What to produce.
Restate the entries word for word, omitting nothing.

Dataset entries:
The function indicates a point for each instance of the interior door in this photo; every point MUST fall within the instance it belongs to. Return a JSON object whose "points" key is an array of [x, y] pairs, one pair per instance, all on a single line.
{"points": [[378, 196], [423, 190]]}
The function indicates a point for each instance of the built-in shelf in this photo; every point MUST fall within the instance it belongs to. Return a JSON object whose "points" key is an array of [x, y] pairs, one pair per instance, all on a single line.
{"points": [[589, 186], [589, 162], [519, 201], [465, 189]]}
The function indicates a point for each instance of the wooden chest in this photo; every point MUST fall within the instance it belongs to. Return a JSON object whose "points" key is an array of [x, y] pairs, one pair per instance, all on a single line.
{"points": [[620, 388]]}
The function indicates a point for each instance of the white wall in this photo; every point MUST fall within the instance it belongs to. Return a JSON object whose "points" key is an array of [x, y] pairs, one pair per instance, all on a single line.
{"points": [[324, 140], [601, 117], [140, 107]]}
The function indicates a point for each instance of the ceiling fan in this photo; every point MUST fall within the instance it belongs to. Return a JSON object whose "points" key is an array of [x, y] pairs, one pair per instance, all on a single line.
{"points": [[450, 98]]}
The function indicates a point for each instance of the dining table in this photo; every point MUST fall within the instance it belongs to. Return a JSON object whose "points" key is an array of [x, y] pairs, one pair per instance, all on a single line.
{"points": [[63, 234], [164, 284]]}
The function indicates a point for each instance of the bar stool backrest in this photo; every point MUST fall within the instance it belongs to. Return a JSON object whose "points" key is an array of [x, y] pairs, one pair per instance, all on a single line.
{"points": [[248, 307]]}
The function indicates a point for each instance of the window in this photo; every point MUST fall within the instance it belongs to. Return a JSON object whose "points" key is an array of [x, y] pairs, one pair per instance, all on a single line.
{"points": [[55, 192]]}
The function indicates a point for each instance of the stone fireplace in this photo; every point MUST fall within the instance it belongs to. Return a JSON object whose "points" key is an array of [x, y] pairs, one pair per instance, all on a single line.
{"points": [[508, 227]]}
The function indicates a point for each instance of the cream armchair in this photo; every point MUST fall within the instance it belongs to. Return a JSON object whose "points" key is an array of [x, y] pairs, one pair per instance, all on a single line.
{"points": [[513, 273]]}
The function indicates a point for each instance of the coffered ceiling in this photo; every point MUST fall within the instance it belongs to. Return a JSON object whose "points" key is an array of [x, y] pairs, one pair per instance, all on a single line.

Result of the task.
The function indicates a point for each instance of the interior door in this photo; every point MUST fall within the instance it belongs to. Return a JSON object whose "points" key is an array of [x, y] pairs, one pair per instance, all on a single line.
{"points": [[378, 196], [423, 190]]}
The function indicates a point for each instance of the built-in shelf in this photo; every point MUST fall within the instance it belongs to. Return a JSON object whose "points" key is an array of [x, y] pairs, one pair per instance, all on a single line.
{"points": [[589, 186], [589, 162], [519, 201], [465, 189]]}
The function indicates a point for each instance of the wooden chest in this photo; every point MUST fall within the instance it belongs to. Return a JSON object whose "points" key is an array of [x, y] pairs, one pair per instance, all on a single line.
{"points": [[620, 388]]}
The function indicates a point for each instance of the white wall in this photo; every point MUST fall within the instance it belongs to. Return a JSON object whose "points" key is an array of [x, y] pairs, one pair per instance, all on a single line.
{"points": [[324, 140], [601, 117], [140, 107]]}
The function indicates a point for each instance of the ceiling fan in this photo; every point MUST fall within the instance it belongs to. Return a JSON object whose "points" key is an array of [x, y] pairs, one pair per instance, all on a single line.
{"points": [[450, 98]]}
The function indicates a point for each instance of the dining table in this photo; every point MUST fall within the instance it belongs to. Return a JSON object whose "points" key is an array of [x, y] pairs, one pair per instance, all on a single line.
{"points": [[63, 234], [164, 284]]}
The function indicates a point for each instance of the bar stool backrest in this photo; every point MUST fall within the instance it belongs to. Return a JSON object whose "points" key is an array of [x, y] pairs, one pair per instance, all on a single line.
{"points": [[248, 307]]}
The function indicates a point for each instance of the window in this photo; every point MUST fall within the instance it belongs to. Return a JSON object whose "points" key is an array of [x, y] pairs, one pair per instance, all on a single line.
{"points": [[55, 192]]}
The function indicates a point for each instance of the stone fireplace in this photo; every point MUST fall within the instance it belongs to. Return a JSON object whose "points" key is an array of [x, y] pairs, one pair per instance, all on a single line.
{"points": [[508, 227]]}
The function indicates a point for each instance of the cream armchair in this photo; every point MUST fall within the instance it belongs to. Return a JSON object whose "points" key is an array of [x, y] pairs, one pair per instance, all on a single line.
{"points": [[513, 273]]}
The function indicates a point for each instance of the coffered ceiling in this photo; every point MUST fall within the instance it belongs to. Return a JSON object whose "points" key is an array of [x, y] pairs, one pair per instance, all on a single line.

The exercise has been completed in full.